• _Problem details_
Collect every line below that contains the string "statue", treating uppercase and lowercase letters as distinct, and copy each such line in full.

• _Input for this task_
--
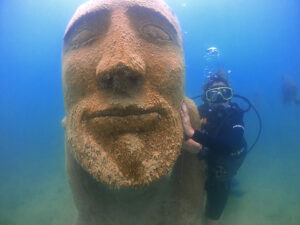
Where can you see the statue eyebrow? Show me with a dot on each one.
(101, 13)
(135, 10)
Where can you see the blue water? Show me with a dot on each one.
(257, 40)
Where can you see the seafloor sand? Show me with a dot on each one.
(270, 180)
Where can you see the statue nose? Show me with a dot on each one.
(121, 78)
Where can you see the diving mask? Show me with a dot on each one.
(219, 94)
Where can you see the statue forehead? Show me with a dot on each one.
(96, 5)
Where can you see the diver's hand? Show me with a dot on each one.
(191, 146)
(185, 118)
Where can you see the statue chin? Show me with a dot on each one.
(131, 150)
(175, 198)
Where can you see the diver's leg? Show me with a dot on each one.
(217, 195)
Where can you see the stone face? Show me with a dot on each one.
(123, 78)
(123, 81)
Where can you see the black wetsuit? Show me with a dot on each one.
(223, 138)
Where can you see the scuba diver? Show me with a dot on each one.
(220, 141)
--
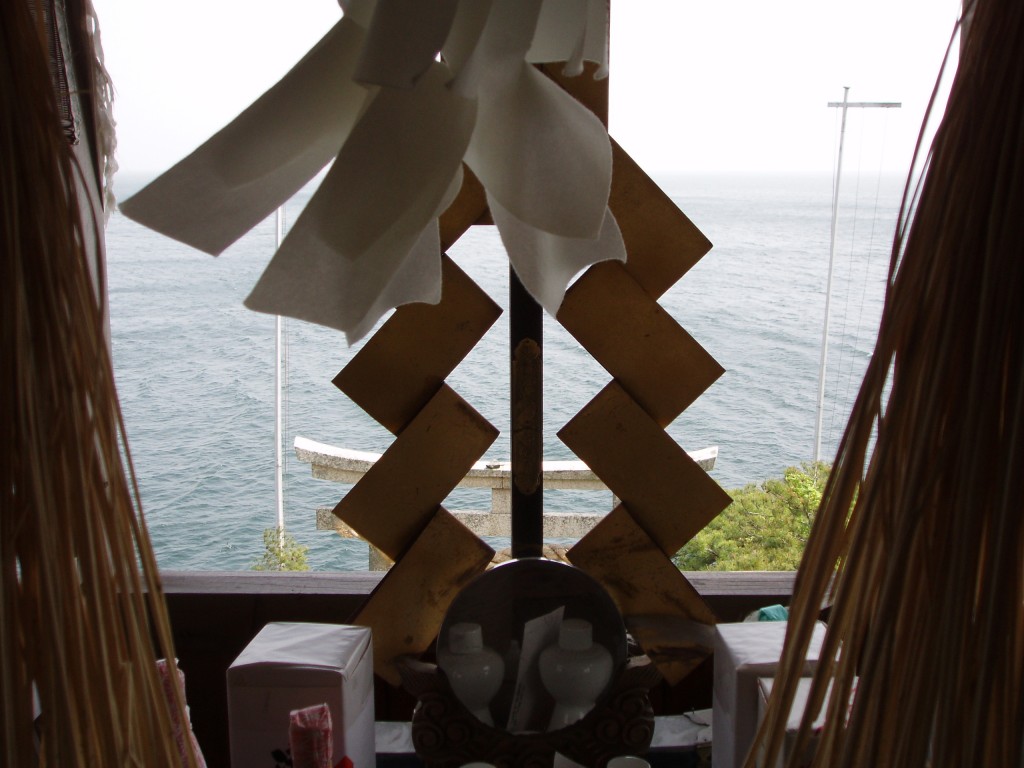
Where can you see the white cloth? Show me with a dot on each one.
--
• _Solution to the problem_
Where can you see the statue eyebrow? Show me with a dot on each one.
Where can you see the statue nose? Show me with a dot on each one.
Where can you see the statue forehead? Show me with a dot on each one.
Where can you see the statue chin? Show me with a dot on each one.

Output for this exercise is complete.